_Rows from a dataset_.
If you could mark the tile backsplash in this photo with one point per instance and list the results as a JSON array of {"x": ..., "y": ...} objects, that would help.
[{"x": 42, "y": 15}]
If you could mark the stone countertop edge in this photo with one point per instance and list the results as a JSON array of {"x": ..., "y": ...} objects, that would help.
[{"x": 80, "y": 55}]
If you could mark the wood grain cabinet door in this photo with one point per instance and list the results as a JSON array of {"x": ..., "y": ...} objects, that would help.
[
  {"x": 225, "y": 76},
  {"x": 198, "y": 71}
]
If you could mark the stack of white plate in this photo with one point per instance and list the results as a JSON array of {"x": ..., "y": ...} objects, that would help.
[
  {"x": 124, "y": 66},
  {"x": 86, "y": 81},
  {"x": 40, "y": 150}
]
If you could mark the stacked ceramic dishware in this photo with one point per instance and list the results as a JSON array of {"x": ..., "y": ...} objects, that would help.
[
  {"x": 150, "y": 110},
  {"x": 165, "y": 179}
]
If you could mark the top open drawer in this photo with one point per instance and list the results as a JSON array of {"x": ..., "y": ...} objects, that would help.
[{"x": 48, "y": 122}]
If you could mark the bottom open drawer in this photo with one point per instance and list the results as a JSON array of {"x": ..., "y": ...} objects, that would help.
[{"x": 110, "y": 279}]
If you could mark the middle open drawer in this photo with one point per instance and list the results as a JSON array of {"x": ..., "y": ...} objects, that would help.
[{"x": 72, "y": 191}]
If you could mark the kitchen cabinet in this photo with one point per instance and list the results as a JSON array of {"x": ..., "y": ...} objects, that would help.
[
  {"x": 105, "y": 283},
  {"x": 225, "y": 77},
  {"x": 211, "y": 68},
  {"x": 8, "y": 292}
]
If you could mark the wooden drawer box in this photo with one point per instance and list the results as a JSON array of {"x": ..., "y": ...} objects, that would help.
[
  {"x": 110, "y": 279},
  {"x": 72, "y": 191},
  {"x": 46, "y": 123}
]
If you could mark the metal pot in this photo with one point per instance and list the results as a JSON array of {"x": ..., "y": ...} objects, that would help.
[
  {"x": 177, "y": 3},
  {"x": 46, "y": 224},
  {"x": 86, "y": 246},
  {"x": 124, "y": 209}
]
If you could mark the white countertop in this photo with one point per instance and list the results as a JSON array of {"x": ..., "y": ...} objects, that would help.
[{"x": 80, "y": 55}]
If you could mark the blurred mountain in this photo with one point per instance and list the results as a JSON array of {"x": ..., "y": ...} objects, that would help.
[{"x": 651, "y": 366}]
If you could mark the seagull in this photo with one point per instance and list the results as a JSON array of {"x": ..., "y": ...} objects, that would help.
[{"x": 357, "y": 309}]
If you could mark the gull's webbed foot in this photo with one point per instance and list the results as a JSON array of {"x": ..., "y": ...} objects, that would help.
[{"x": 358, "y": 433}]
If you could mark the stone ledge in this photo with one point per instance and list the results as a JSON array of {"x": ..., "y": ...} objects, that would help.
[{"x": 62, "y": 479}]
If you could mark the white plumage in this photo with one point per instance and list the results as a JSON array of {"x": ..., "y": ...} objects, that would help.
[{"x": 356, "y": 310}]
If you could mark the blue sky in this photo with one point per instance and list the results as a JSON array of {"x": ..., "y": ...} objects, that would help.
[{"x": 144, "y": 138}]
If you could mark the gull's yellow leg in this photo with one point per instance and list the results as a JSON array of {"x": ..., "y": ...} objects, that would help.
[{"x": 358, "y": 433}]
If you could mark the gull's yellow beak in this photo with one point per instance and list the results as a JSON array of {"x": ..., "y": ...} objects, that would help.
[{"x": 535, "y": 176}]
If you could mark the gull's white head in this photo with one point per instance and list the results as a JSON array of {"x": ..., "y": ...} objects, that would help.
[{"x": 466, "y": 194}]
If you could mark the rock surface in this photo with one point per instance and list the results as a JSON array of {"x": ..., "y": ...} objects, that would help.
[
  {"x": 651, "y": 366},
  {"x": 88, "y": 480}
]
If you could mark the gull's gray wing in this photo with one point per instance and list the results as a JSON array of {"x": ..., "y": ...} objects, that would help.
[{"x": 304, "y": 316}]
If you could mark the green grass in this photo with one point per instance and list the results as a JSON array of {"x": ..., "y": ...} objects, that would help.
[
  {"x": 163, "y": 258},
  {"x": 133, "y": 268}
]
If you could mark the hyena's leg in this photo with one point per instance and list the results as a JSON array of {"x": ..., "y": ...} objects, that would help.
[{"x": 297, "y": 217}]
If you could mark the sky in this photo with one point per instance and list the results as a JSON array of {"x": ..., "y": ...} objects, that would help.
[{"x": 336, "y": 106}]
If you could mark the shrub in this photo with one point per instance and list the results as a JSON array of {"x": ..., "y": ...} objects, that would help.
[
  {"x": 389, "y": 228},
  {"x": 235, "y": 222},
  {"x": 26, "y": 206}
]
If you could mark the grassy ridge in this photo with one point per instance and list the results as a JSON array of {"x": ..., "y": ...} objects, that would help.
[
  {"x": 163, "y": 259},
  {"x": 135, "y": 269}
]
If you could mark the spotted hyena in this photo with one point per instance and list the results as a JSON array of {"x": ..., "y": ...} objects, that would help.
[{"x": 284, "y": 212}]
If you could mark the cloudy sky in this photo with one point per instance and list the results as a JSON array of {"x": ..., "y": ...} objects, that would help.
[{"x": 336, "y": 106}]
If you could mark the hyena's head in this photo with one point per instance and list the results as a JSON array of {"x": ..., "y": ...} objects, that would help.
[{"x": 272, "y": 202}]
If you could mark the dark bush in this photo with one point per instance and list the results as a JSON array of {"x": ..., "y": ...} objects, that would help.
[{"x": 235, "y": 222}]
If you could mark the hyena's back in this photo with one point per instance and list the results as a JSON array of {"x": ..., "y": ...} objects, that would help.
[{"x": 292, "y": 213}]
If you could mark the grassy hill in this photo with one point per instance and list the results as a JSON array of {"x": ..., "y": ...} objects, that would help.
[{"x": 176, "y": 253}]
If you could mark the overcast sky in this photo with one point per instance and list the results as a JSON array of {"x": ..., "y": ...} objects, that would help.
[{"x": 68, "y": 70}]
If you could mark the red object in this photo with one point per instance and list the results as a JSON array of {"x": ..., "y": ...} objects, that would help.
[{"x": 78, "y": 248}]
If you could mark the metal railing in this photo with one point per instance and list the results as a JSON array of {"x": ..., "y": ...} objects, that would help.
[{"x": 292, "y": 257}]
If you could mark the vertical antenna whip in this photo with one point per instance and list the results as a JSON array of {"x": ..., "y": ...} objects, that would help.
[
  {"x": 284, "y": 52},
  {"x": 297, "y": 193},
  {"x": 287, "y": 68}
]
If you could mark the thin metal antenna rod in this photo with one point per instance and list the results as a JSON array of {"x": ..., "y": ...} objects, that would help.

_PROBLEM DETAILS_.
Copy out exactly the lines between the line with "If you could mark the overcast" and the last line of the entries, counting both of those lines.

_SOLUTION FOR THIS EXERCISE_.
If you could mark the overcast sky in this photo with one point per instance and list the results as a JSON array of {"x": ..., "y": ...} objects, that would help.
[{"x": 68, "y": 70}]
If you could mark the red object in this photo with one point per instance and list the results as a JSON array of {"x": ..., "y": ...} objects, that would help.
[{"x": 78, "y": 248}]
If you could mark the metal railing in this photo with one point per instance and list the results as a JSON array of {"x": ..., "y": ...} objects, that would help.
[{"x": 292, "y": 257}]
If you could mark the vertical antenna whip in this photo with one point per instance and list the results as a JSON array of {"x": ..., "y": ...} objects, that would help.
[
  {"x": 284, "y": 52},
  {"x": 297, "y": 193},
  {"x": 287, "y": 68}
]
If you could mark the thin metal antenna rod in this photo with one point per instance and list the results as a JSON array of {"x": ..., "y": ...} objects, that would help.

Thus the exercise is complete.